_DESCRIPTION OF THE TASK_:
Should a line below contain the word "ball", report it.
───── DATASET CONTENT
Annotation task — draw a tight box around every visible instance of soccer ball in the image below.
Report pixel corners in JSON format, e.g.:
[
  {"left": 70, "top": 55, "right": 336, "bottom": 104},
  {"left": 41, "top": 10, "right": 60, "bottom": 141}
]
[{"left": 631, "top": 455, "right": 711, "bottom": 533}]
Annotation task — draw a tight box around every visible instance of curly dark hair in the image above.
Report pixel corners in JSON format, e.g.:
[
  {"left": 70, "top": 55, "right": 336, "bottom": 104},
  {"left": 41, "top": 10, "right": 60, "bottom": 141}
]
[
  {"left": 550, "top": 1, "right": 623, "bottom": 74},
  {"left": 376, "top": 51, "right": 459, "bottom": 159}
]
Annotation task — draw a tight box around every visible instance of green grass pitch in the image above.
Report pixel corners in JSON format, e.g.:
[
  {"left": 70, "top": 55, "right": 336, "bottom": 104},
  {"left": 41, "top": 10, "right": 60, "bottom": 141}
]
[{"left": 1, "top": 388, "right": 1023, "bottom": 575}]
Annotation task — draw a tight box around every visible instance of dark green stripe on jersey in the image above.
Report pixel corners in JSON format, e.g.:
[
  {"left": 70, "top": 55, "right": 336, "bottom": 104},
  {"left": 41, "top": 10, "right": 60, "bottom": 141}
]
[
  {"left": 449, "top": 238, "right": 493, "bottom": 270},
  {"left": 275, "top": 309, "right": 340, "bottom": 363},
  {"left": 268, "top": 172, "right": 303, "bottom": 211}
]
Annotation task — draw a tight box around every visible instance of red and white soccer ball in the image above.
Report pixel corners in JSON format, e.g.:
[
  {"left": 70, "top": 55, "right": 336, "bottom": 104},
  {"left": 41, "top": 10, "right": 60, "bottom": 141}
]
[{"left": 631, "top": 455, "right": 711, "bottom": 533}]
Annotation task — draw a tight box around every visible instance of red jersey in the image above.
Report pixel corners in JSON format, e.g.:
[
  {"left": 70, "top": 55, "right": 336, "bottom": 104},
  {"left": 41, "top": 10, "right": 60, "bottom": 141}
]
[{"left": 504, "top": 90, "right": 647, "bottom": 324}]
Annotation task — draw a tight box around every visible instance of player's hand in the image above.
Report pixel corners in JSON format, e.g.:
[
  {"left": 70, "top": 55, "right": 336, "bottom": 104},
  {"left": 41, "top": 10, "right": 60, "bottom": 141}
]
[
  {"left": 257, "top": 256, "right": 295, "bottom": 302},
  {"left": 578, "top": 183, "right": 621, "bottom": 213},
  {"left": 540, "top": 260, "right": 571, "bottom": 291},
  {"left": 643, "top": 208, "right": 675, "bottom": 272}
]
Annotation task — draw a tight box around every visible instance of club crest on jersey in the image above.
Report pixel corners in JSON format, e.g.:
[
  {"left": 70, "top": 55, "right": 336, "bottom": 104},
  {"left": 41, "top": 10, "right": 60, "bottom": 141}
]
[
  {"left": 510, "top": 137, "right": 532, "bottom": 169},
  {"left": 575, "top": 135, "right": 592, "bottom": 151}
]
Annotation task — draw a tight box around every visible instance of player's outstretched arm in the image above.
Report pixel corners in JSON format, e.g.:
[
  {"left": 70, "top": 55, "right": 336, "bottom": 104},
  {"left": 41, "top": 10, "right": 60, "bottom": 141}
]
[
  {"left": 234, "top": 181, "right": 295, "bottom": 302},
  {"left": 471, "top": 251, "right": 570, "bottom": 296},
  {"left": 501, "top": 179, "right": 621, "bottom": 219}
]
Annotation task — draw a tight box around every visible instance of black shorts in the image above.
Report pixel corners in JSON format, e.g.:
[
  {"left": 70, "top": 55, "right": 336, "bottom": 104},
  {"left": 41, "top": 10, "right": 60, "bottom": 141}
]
──────────
_ANSWER SECTION_:
Annotation task — draw a tight box around every visible instance of soccer ball in the image below.
Annotation task — draw a tight box around every visible instance of red and white soccer ball in the image above.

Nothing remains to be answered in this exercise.